## The task:
Transcribe the Windows 7 buying guide below word for word, keeping every line in its original order.
--- Start of Passage shown ---
After lots of hype and repeated saccharin-sweet TV commercials, Microsoft's new operating system, Windows 7, finally arrives this week.

The release today raises the question, "Should I buy Windows 7?" Here's a guide to help you make that decision:

Is Windows 7 a giant step away from Vista?

No, it's not. In fact, "under the hood," Windows 7 is Vista, but it's tweaked in almost every way to be faster and better than Vista. Some disparagingly call it "Vista done right."

What version of Windows 7 should I buy?

Most home users have Vista Home Premium and will want Windows 7 Home Premium. The upgrade price is $120. You can upgrade from Vista Home Premium to any higher version of Windows 7.

Will Windows 7 run on my old computer?

Probably. For the first time, Microsoft has brought out an operating system that requires less computing power than its predecessor. Windows 7 will even run on a netbook.

What if I have XP?

To move from Windows XP, you must do what Microsoft calls a "migration." XP owners can buy the cheaper $120 upgrade package (the full install package is $200), but migration is a bit more complicated than an in-place upgrade from Vista.
--- End of Passage shown ---
--- Start of Supplied information ---
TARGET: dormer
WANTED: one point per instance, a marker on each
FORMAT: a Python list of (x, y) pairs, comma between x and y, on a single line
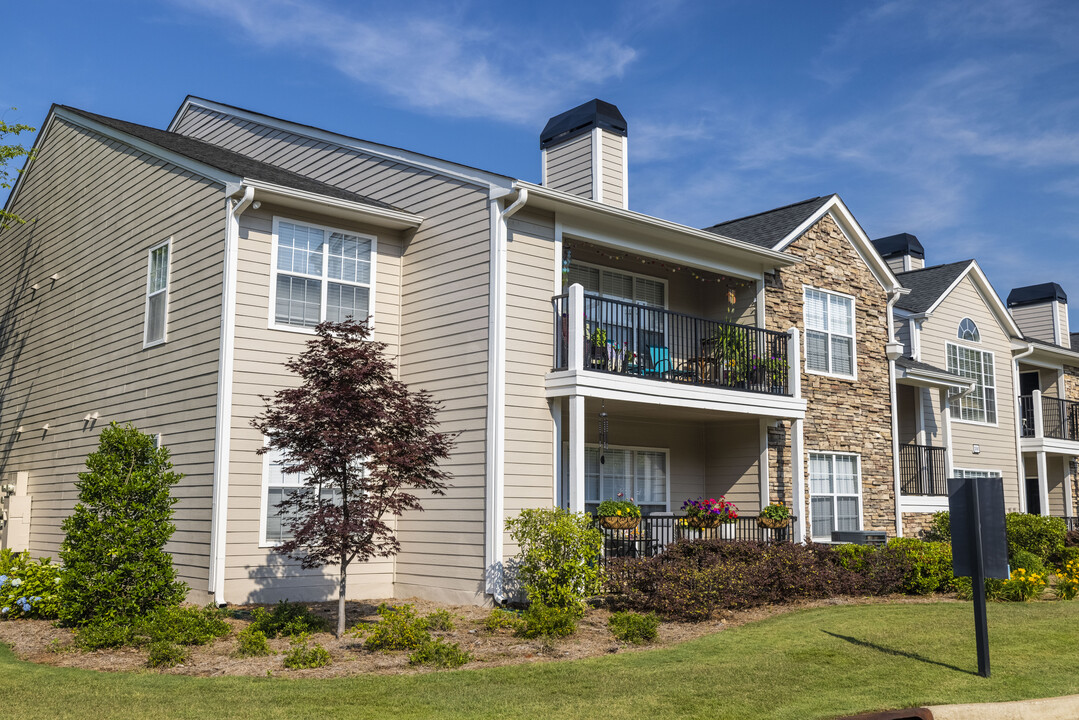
--- End of Supplied information ---
## Problem solution:
After lots of hype and repeated saccharin-sweet TV commercials, Microsoft's new operating system, Windows 7, finally arrives this week.

The release today raises the question, "Should I buy Windows 7?" Here's a guide to help you make that decision:

Is Windows 7 a giant step away from Vista?

No, it's not. In fact, "under the hood," Windows 7 is Vista, but it's tweaked in almost every way to be faster and better than Vista. Some disparagingly call it "Vista done right."

What version of Windows 7 should I buy?

Most home users have Vista Home Premium and will want Windows 7 Home Premium. The upgrade price is $120. You can upgrade from Vista Home Premium to any higher version of Windows 7.

Will Windows 7 run on my old computer?

Probably. For the first time, Microsoft has brought out an operating system that requires less computing power than its predecessor. Windows 7 will even run on a netbook.

What if I have XP?

To move from Windows XP, you must do what Microsoft calls a "migration." XP owners can buy the cheaper $120 upgrade package (the full install package is $200), but migration is a bit more complicated than an in-place upgrade from Vista.